- _WHAT NEEDS TO BE DONE_:
Answer these questions using the autoregressive model text:
1. In an AR(1) model, the mean adjusted value at time t depends only on the mean adjusted value at what time?
2. What does the text call ε_t?
3. In an AR(p) process, the mean adjusted value at time t is a linear combination of what?

- _PROVIDED PASSAGE_:
— start —
Autoregressive (AR) Model

An autoregressive model of order 1 or $AR(1)$ models a relationship where the mean adjusted value at time $t$ only depends on the mean adjusted value at time $t-1$

\[Y_t - \mu = \alpha(Y_{t-1}-\mu) + \epsilon_t\]

where $\epsilon_t$ is a white noise or the innovation.

Likewise, an autoregressive process of order p or $AR(p)$ can be written as

 $Y_t - \mu = \sum^p_{j=1}\alpha_j(Y_{t-j}-\mu) + \epsilon_t$

That is, the mean adjusted value at time $t$ is a linear combination of the adjusted values from previous p lags and the white noise.
— end —
Entries for identifying locations:
— start —
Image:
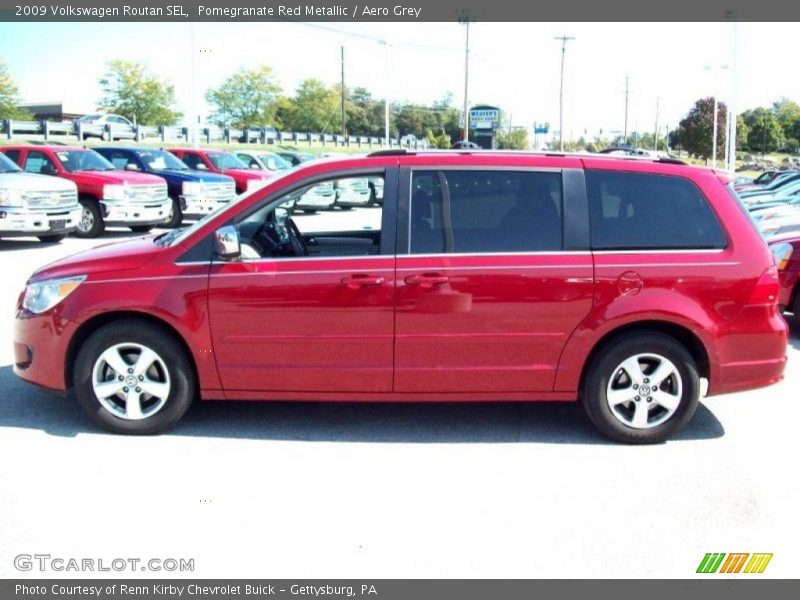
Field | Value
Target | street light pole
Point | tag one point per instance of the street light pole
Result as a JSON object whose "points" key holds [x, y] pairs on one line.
{"points": [[564, 39]]}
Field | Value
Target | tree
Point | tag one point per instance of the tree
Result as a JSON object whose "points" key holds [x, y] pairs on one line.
{"points": [[315, 107], [514, 139], [765, 132], [697, 129], [131, 91], [247, 98], [9, 96]]}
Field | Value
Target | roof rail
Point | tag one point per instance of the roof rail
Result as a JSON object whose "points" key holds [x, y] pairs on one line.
{"points": [[390, 152]]}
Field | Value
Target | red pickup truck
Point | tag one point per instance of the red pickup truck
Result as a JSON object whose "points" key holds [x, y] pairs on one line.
{"points": [[219, 161], [107, 196]]}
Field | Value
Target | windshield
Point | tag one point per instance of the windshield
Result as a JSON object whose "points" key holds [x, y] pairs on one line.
{"points": [[7, 165], [160, 160], [176, 236], [273, 162], [224, 160], [75, 161]]}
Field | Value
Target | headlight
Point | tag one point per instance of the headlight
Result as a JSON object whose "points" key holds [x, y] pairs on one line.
{"points": [[41, 296], [782, 253], [192, 188], [113, 192], [10, 197]]}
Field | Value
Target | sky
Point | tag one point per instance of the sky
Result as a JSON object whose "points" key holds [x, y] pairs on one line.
{"points": [[512, 65]]}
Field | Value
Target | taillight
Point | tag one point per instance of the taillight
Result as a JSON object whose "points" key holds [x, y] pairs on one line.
{"points": [[782, 253], [767, 288]]}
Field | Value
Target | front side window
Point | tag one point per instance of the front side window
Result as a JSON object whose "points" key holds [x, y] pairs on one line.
{"points": [[334, 217], [637, 211], [466, 211]]}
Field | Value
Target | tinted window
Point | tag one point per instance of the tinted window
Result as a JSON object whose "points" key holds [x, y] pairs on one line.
{"points": [[649, 212], [485, 211]]}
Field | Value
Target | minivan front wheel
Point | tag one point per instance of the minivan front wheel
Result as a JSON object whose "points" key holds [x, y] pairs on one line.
{"points": [[641, 388], [132, 377]]}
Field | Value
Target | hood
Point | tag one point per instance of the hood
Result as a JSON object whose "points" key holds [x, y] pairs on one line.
{"points": [[192, 175], [119, 177], [29, 182], [251, 174], [116, 256]]}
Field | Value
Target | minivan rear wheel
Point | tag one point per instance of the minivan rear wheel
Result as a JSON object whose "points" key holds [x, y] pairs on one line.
{"points": [[641, 388], [133, 377]]}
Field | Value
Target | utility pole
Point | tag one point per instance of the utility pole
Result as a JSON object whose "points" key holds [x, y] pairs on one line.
{"points": [[564, 39], [655, 133], [465, 136], [344, 130], [625, 129]]}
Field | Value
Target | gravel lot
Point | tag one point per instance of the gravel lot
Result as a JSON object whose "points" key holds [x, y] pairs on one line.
{"points": [[323, 490]]}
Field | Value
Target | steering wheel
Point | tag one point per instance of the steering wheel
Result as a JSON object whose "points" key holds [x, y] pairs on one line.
{"points": [[296, 240]]}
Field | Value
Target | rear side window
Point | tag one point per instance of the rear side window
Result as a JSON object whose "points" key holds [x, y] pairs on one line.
{"points": [[637, 211], [465, 211]]}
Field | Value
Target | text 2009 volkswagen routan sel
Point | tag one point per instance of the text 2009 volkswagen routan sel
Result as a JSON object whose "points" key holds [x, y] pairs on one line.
{"points": [[630, 285]]}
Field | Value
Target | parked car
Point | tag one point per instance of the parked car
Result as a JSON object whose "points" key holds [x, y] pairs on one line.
{"points": [[631, 285], [786, 250], [265, 161], [34, 205], [192, 193], [107, 197], [106, 127], [465, 145], [225, 163], [759, 182], [295, 158]]}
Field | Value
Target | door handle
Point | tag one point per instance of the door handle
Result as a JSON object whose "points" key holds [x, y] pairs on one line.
{"points": [[360, 280], [427, 280]]}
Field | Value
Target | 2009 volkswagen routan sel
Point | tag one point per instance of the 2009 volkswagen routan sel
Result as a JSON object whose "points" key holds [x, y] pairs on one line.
{"points": [[631, 285]]}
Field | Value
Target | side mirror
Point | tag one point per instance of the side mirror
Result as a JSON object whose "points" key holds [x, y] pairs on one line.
{"points": [[226, 243]]}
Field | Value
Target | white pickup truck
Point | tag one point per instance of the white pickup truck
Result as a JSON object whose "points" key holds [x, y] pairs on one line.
{"points": [[36, 205]]}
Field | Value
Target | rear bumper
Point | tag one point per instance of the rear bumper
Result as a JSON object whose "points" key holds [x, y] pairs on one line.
{"points": [[751, 351], [21, 222]]}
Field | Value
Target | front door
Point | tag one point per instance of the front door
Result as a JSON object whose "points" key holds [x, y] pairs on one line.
{"points": [[322, 322]]}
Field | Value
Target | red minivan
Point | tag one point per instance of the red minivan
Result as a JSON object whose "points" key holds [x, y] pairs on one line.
{"points": [[632, 285]]}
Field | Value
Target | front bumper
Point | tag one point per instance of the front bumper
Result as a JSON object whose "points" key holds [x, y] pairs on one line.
{"points": [[116, 212], [193, 205], [22, 221]]}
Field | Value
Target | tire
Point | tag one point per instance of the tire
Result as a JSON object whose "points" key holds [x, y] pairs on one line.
{"points": [[168, 375], [91, 223], [658, 413], [52, 239], [175, 214]]}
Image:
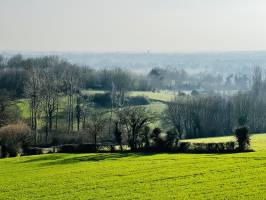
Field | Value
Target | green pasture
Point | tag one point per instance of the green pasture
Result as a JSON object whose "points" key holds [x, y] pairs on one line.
{"points": [[137, 176]]}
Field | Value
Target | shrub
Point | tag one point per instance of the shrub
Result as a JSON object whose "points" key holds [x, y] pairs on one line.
{"points": [[138, 100], [184, 146], [103, 100], [13, 138], [171, 138], [242, 137], [156, 137]]}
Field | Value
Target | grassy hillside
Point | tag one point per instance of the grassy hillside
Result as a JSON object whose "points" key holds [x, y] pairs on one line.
{"points": [[137, 176]]}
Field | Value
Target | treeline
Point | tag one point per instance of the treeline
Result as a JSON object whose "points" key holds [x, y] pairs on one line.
{"points": [[213, 115], [14, 74], [57, 104]]}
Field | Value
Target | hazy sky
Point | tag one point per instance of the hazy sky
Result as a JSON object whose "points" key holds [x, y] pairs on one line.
{"points": [[132, 25]]}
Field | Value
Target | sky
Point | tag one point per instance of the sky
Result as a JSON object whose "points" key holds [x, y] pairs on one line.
{"points": [[132, 25]]}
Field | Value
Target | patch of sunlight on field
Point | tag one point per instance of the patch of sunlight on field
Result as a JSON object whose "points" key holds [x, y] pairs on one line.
{"points": [[258, 141], [162, 95], [136, 176], [23, 107]]}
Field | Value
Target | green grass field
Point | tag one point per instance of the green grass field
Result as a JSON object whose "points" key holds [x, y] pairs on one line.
{"points": [[137, 176]]}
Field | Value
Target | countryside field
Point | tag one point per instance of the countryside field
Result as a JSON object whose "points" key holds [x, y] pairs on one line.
{"points": [[137, 176]]}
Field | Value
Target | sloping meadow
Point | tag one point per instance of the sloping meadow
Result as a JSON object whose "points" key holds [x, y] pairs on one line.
{"points": [[137, 176]]}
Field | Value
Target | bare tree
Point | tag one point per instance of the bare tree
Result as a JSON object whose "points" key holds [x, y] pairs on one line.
{"points": [[50, 100], [95, 126], [134, 119], [33, 91]]}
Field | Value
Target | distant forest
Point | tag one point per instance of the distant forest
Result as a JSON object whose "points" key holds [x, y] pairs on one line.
{"points": [[58, 98]]}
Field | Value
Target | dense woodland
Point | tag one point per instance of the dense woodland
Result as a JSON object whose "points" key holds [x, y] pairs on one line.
{"points": [[61, 110]]}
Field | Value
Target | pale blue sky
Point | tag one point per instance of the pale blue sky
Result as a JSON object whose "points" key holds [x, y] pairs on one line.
{"points": [[132, 25]]}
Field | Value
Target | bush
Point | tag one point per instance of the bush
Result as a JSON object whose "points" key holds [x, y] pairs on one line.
{"points": [[242, 137], [138, 100], [103, 100], [184, 146], [156, 137], [171, 139], [14, 138]]}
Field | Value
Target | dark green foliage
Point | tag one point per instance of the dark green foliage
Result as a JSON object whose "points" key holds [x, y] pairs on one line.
{"points": [[242, 137], [184, 146], [118, 134], [13, 138], [103, 100], [138, 100], [171, 138], [146, 136], [155, 136]]}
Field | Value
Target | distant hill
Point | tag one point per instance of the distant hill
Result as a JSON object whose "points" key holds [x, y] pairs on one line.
{"points": [[217, 62]]}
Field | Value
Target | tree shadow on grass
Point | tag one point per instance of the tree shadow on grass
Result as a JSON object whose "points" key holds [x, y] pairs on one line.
{"points": [[58, 159]]}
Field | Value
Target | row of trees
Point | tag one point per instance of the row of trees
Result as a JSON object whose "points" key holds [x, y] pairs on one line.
{"points": [[214, 115]]}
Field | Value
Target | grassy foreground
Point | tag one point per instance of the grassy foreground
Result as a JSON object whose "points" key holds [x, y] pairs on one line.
{"points": [[137, 176]]}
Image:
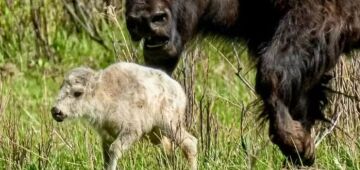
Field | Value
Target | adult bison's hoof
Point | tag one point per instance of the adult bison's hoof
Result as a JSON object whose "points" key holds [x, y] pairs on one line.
{"points": [[294, 142]]}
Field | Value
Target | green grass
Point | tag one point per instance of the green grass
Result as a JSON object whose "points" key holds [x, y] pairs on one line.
{"points": [[31, 139]]}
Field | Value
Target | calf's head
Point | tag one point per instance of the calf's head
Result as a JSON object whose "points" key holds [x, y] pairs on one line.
{"points": [[72, 99]]}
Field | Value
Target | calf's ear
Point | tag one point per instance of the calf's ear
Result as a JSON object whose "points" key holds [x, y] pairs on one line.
{"points": [[81, 76]]}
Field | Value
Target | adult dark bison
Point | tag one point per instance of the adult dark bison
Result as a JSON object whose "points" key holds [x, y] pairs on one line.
{"points": [[296, 42]]}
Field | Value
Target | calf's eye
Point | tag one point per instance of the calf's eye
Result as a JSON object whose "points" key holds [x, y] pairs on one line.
{"points": [[77, 94]]}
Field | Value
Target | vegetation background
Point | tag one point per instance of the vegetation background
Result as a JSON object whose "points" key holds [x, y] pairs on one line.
{"points": [[40, 40]]}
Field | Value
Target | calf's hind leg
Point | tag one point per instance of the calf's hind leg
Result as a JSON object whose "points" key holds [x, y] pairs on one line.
{"points": [[116, 149], [186, 141]]}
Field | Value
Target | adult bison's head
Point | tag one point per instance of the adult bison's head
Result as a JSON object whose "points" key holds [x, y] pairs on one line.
{"points": [[154, 21]]}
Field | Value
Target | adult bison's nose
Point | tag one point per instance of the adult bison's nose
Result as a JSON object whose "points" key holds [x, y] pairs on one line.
{"points": [[57, 114], [158, 20]]}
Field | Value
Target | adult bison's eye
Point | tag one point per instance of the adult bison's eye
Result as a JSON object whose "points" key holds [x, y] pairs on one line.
{"points": [[159, 18], [78, 93]]}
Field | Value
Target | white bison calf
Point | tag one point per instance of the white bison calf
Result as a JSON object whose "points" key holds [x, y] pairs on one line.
{"points": [[125, 102]]}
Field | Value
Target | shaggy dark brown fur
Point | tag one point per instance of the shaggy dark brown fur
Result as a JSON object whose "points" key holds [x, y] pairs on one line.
{"points": [[296, 43]]}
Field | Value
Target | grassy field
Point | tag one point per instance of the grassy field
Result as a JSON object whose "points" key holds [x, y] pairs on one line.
{"points": [[40, 40]]}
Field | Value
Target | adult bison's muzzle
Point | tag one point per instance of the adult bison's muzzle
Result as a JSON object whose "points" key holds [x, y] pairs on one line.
{"points": [[57, 114]]}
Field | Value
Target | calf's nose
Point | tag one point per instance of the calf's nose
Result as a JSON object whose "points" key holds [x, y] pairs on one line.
{"points": [[57, 114]]}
— end —
- _EXPECTED ANSWER_:
1. Time t−1.
2. A white noise or the innovation.
3. The adjusted values from the previous p lags and the white noise.